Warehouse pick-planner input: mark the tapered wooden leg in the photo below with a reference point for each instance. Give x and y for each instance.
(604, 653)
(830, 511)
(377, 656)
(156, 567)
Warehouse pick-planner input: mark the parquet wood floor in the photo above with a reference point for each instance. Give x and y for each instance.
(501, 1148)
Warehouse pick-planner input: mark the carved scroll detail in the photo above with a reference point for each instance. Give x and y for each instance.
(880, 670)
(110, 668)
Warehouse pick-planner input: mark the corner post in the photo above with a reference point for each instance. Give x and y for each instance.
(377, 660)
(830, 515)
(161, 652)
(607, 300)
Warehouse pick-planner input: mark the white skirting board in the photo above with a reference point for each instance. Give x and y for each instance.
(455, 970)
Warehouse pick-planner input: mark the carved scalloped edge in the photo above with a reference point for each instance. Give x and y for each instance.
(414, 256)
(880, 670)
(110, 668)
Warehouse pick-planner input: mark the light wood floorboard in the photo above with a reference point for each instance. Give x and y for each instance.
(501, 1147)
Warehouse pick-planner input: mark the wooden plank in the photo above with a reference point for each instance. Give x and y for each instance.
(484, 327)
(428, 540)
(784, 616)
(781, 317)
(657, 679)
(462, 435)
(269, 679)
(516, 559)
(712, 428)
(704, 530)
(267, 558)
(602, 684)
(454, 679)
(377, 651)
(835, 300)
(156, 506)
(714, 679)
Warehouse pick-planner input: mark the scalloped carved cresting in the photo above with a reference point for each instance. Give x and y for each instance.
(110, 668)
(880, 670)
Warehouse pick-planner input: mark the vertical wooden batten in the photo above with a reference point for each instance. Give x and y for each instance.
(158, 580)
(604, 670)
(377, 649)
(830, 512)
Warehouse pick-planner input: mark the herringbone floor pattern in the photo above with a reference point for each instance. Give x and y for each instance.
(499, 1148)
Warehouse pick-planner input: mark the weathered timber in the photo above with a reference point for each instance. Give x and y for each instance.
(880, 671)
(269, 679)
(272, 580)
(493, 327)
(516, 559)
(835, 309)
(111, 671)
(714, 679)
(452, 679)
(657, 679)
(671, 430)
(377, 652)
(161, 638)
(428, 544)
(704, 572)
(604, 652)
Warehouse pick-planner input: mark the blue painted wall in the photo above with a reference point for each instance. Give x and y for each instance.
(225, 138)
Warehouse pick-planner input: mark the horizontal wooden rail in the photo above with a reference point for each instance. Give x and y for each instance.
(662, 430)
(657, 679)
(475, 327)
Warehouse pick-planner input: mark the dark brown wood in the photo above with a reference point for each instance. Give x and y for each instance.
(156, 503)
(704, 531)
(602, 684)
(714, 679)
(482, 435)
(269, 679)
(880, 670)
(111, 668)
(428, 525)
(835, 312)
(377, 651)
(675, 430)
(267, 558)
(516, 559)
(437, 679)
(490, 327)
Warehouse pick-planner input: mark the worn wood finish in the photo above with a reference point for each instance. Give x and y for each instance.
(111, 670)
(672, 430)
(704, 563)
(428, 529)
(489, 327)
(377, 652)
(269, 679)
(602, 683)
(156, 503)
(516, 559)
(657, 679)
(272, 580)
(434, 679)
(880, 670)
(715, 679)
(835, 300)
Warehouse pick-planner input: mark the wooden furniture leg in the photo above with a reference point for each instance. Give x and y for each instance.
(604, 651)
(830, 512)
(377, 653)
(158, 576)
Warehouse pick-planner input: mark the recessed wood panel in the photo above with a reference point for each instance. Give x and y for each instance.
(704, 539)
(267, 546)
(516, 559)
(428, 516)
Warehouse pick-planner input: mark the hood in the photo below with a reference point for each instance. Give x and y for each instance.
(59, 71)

*WHAT THE EXERCISE ASKS*: Can you reproduce everything from the line containing "Warehouse pick-planner input: mark the white" down to the line containing "(499, 1148)", substituting "timber board" for "wooden plank" and keeping everything else identical?

*TASK OUTPUT*:
Warehouse pick-planner input: mark the white skirting board in the photo above with a reference point for each instance. Give x and y for each instance.
(455, 970)
Warehouse pick-planner input: mark the carved scalloped edge in the photo above with a reference point for each instance. Give x and y for each instance.
(414, 256)
(880, 670)
(110, 668)
Warehouse pick-planner input: mark the light wood floorboard in the photo above with a reference point for each instance. Give x and y for each instance.
(501, 1147)
Warehouse pick-planner input: mark the timber board in the photo above with a reference point for each instance. Give x and y for each instance.
(484, 327)
(428, 540)
(784, 616)
(781, 317)
(657, 679)
(462, 435)
(269, 679)
(516, 559)
(712, 428)
(704, 530)
(267, 558)
(602, 684)
(454, 679)
(377, 651)
(835, 300)
(156, 506)
(714, 679)
Warehouse pick-planner input: mark the scalloped carved cresting in the photo above with a reference point for each instance. Give x and y for each instance.
(110, 668)
(880, 670)
Warehouse pick-planner input: mark the vertical wooden batten in the photo above with a reference point for each instance. Give x and y for each instance.
(158, 580)
(604, 670)
(377, 649)
(830, 512)
Warehouse pick-planner input: mark the herringbone floor pattern in the photo above with a reference point for each instance. Give x and y for each instance.
(499, 1148)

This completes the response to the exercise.